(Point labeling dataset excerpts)
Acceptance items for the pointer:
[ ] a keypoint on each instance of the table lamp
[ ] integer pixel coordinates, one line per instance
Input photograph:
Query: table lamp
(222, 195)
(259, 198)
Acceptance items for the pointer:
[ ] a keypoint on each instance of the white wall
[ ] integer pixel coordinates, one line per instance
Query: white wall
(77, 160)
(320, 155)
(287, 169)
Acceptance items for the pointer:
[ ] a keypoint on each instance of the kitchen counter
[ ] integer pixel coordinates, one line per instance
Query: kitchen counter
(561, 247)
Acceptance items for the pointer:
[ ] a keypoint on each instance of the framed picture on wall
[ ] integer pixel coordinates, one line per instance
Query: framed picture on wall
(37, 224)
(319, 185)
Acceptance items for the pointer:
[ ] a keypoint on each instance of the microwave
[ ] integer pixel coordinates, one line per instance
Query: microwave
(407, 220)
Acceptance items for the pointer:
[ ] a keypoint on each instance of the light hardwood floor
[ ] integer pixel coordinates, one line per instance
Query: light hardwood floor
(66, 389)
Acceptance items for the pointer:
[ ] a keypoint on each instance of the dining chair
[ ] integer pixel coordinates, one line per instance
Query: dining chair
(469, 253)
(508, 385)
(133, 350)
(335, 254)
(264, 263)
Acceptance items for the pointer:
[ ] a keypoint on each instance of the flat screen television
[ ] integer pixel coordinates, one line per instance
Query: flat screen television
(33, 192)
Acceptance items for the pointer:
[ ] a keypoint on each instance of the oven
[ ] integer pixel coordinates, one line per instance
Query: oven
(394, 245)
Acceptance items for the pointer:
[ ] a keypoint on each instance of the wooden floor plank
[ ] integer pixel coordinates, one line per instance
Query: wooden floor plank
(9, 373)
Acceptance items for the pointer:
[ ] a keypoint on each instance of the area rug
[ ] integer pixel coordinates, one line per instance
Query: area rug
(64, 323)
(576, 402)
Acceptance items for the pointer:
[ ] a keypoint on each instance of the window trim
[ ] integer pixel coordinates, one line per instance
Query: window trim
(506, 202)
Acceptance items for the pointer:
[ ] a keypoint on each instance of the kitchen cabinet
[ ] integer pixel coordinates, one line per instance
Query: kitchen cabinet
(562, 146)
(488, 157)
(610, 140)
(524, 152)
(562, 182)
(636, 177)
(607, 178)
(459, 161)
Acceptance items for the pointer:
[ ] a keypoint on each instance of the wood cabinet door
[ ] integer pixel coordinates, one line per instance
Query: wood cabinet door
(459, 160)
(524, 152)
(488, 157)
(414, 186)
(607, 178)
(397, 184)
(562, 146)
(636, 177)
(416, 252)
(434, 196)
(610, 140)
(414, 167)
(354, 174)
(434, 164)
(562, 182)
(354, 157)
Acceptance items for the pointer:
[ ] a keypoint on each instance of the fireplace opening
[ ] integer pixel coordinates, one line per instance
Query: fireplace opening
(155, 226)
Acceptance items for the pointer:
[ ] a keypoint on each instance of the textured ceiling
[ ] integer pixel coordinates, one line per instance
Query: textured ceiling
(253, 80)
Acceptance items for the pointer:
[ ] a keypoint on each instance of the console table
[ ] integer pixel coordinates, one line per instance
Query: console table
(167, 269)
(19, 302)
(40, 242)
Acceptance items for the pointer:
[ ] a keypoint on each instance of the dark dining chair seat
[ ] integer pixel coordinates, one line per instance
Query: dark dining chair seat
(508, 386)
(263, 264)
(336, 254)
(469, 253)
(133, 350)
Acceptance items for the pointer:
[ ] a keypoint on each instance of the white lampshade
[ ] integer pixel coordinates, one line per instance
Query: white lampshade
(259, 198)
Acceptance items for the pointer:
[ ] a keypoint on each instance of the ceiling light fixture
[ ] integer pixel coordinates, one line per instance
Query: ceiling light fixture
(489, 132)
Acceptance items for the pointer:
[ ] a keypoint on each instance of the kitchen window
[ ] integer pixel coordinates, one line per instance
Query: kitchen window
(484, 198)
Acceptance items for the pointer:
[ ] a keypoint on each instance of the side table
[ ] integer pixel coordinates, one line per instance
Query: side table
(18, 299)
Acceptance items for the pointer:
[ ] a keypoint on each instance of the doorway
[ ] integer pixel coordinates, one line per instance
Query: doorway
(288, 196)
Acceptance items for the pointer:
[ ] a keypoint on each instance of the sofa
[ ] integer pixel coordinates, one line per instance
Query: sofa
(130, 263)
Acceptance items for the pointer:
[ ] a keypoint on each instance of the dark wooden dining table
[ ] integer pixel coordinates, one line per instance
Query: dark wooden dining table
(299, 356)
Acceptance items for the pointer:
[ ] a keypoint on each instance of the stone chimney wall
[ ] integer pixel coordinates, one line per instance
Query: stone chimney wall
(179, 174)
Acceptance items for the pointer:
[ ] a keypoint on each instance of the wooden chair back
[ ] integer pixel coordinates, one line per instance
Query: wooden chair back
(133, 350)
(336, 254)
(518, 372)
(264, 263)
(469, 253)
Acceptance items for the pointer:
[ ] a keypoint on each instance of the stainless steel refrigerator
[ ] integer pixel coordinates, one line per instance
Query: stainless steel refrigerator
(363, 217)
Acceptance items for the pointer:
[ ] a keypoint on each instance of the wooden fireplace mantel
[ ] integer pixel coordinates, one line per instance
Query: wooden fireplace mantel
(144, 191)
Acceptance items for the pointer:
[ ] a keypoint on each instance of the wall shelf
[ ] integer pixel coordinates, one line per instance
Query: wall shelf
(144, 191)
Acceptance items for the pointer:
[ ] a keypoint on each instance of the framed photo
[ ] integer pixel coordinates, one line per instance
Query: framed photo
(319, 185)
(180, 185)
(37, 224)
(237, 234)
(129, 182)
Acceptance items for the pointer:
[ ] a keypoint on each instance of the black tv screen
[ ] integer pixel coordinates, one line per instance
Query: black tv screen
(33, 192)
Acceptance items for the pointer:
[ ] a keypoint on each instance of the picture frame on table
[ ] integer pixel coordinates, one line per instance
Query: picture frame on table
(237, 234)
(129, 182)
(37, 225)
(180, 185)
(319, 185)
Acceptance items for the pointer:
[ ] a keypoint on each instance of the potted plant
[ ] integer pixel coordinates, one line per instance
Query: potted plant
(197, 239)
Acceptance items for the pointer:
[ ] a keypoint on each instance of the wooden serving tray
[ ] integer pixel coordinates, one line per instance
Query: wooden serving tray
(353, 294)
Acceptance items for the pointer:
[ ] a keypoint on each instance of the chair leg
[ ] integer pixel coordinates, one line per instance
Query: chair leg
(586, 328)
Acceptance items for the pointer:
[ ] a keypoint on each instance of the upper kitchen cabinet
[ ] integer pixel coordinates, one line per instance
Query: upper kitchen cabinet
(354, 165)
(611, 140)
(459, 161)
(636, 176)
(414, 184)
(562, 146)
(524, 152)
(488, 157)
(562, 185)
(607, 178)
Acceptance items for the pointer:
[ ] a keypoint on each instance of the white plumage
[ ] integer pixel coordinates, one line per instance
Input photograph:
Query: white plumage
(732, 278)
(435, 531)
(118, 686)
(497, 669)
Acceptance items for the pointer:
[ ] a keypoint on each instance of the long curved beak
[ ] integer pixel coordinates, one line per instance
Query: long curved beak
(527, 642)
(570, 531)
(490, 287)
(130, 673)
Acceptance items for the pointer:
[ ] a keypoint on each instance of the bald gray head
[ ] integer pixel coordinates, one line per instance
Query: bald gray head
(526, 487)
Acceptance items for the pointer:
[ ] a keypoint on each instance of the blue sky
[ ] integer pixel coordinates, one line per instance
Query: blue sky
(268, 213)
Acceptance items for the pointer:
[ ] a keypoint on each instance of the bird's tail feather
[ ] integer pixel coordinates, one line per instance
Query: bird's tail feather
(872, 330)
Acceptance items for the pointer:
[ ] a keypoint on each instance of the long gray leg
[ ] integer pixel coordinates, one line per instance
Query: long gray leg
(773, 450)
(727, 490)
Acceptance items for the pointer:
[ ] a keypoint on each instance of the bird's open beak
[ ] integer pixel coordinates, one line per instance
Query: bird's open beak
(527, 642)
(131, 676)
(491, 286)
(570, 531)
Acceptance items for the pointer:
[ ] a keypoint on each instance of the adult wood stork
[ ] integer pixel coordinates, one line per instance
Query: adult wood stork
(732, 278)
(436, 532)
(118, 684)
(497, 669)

## WRITTEN REQUEST
Identify each line in the items above that contains the word "fireplace", and copy every such line in full.

## RESULT
[ ] a keypoint on each instance of the fireplace opening
Query: fireplace opening
[ ] a keypoint on each instance of the wooden fireplace mantel
Query: wooden fireplace mantel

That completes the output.